Work to be completed - Using the data beneath, show every line that includes the word "patio".

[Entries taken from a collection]
------------------------------------------------
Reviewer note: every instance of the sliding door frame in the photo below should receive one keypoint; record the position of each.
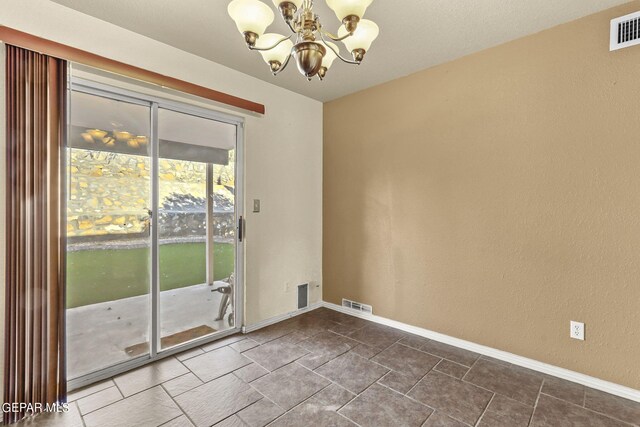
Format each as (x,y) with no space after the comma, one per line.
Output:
(155,103)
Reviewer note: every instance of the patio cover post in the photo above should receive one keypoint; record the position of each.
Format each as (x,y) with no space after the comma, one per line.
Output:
(210,225)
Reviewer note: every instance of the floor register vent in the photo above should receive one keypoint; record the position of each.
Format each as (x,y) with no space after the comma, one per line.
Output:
(363,308)
(625,31)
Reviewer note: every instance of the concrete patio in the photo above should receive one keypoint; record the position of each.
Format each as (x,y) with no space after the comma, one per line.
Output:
(98,334)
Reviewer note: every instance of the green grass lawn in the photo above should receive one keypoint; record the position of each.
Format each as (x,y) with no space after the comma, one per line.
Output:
(95,276)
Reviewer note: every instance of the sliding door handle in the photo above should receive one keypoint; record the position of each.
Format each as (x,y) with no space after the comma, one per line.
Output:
(241,231)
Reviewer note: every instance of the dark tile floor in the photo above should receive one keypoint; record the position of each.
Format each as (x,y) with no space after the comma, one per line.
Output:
(325,368)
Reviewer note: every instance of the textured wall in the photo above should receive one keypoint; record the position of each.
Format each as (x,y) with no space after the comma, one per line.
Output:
(497,197)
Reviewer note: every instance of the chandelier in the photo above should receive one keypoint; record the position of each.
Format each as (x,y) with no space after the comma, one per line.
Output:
(312,47)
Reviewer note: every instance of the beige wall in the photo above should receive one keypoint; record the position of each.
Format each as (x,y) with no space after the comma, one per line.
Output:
(497,197)
(284,241)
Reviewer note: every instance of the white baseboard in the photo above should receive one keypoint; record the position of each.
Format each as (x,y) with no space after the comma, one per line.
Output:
(280,318)
(576,377)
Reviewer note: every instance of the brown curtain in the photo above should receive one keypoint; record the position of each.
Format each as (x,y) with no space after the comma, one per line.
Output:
(34,322)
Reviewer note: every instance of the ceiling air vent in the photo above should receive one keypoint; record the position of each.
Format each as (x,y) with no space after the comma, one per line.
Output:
(357,306)
(625,31)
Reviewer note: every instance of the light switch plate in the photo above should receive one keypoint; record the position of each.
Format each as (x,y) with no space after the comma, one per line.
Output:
(577,330)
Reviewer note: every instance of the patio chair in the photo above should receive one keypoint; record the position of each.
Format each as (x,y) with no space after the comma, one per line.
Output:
(227,292)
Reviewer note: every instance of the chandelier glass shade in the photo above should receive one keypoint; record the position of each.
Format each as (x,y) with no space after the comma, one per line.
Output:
(309,44)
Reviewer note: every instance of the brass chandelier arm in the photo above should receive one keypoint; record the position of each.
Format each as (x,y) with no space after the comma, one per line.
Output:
(335,38)
(259,49)
(337,52)
(283,66)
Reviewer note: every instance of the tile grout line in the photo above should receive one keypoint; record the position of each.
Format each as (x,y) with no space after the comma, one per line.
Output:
(177,405)
(610,416)
(486,409)
(535,405)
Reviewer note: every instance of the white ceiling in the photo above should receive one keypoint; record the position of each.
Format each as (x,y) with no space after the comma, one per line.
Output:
(414,34)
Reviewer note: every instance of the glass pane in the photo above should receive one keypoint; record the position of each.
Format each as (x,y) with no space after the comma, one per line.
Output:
(108,238)
(196,226)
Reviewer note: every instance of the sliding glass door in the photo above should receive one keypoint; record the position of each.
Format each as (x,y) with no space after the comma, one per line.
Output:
(197,226)
(108,232)
(152,252)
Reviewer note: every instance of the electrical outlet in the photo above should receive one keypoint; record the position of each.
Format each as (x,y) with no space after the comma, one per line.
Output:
(577,330)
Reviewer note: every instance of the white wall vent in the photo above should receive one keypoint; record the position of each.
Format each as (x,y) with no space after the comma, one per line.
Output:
(625,31)
(358,306)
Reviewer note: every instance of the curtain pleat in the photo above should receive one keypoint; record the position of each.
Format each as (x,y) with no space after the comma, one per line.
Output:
(34,321)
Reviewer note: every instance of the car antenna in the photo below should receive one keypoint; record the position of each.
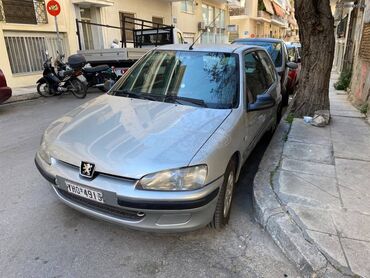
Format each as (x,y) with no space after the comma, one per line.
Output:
(197,39)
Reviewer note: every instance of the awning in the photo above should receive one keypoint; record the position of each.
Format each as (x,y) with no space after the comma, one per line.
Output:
(268,6)
(278,10)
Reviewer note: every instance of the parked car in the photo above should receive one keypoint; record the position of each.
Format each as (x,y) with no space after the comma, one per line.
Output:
(163,149)
(278,52)
(5,91)
(293,74)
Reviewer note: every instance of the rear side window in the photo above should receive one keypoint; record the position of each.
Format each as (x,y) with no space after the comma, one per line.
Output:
(268,67)
(255,76)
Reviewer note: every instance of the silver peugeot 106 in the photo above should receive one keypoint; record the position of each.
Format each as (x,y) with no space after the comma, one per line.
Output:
(163,149)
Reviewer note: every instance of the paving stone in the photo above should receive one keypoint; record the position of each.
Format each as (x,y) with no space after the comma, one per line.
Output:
(330,245)
(312,218)
(308,167)
(347,113)
(354,200)
(358,254)
(309,152)
(354,174)
(310,190)
(352,224)
(306,133)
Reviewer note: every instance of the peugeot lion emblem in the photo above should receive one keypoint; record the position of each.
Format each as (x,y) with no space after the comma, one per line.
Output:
(87,169)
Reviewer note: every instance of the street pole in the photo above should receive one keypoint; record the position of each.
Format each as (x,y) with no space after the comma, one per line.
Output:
(58,35)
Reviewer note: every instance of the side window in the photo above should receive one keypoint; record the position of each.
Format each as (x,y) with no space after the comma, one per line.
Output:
(180,40)
(255,76)
(268,67)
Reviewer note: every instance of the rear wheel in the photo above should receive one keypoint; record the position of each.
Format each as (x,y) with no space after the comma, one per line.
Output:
(44,90)
(223,207)
(78,89)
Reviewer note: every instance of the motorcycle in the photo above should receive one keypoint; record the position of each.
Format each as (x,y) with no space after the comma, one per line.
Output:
(99,76)
(65,79)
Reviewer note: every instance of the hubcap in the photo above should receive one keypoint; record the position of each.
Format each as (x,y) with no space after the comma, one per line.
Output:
(229,193)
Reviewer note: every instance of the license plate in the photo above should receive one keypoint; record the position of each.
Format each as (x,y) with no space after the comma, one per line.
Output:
(85,192)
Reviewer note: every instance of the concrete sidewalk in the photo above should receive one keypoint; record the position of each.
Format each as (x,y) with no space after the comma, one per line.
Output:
(23,94)
(317,208)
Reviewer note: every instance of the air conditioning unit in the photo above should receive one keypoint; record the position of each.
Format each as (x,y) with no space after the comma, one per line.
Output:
(201,25)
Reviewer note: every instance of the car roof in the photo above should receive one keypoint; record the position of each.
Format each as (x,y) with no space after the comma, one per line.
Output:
(224,48)
(258,40)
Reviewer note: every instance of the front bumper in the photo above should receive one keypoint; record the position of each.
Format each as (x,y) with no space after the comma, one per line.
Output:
(138,209)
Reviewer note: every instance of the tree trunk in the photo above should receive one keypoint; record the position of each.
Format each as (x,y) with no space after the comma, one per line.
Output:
(316,32)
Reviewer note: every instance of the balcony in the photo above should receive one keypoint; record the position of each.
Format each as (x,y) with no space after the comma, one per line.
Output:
(264,15)
(237,11)
(23,12)
(282,22)
(93,3)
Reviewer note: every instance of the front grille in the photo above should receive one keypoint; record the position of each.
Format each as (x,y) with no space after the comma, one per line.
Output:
(107,209)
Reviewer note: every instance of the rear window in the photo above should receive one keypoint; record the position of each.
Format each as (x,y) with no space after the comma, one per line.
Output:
(275,50)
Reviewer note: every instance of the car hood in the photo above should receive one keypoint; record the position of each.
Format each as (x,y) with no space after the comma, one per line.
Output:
(132,137)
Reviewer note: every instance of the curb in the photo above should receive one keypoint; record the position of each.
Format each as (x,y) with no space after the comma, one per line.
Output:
(23,97)
(277,221)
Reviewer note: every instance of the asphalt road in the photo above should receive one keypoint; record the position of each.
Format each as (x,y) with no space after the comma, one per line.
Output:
(41,237)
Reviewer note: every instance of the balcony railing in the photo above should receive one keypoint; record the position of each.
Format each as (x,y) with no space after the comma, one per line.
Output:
(237,11)
(264,14)
(23,11)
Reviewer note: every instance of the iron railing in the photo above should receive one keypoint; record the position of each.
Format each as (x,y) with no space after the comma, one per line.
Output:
(39,8)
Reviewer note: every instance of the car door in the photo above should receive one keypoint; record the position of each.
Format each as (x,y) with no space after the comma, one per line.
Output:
(255,85)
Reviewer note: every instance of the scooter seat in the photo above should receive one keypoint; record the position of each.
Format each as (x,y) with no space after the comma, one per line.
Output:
(96,69)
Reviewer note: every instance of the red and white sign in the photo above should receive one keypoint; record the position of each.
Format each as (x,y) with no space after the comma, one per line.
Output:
(53,8)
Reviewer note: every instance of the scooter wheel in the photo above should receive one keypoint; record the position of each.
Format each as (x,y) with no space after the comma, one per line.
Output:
(44,90)
(79,90)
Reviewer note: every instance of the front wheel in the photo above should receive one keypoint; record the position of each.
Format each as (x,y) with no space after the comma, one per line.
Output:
(223,207)
(45,90)
(78,89)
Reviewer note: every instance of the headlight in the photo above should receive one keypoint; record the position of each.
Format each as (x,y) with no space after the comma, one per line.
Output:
(182,179)
(44,153)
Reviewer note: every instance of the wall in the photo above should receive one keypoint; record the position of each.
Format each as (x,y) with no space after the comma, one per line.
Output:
(360,83)
(188,22)
(65,27)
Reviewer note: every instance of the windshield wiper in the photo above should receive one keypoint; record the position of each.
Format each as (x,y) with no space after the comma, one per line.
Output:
(180,100)
(135,95)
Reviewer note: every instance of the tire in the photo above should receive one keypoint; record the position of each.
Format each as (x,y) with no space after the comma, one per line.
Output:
(78,89)
(223,207)
(44,90)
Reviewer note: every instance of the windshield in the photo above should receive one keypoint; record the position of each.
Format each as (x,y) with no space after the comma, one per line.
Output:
(273,48)
(184,77)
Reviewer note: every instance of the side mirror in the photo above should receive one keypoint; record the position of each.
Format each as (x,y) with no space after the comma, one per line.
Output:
(108,85)
(292,65)
(262,102)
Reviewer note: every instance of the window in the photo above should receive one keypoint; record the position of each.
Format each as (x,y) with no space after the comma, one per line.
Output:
(268,66)
(129,25)
(187,6)
(26,53)
(257,83)
(157,20)
(209,78)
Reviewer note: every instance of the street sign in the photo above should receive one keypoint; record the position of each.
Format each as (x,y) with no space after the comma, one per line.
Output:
(53,8)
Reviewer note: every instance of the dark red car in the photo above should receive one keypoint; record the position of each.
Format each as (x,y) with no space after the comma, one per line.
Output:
(5,91)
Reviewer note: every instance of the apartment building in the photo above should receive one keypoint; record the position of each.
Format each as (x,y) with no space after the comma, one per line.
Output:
(26,30)
(206,19)
(264,18)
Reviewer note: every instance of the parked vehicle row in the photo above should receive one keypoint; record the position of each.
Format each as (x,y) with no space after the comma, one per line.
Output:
(163,150)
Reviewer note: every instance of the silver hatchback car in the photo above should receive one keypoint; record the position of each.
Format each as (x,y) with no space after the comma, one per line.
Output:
(163,149)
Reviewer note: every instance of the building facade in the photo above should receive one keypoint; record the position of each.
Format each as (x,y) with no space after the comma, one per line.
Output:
(264,18)
(27,31)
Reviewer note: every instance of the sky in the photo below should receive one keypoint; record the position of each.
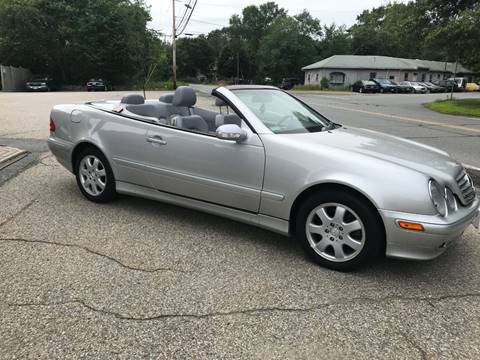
------------------------------------------------
Solution below -
Reviewer note: every instance of the patio cover post in the photo above should receive one keypoint; record the position of each.
Reviewer note: every instance of the concrete patio in the photo above should receive one keypoint; record the position of each.
Reviewer note: every instance of the patio chair in the photo above should receive one keypoint; record the position of each.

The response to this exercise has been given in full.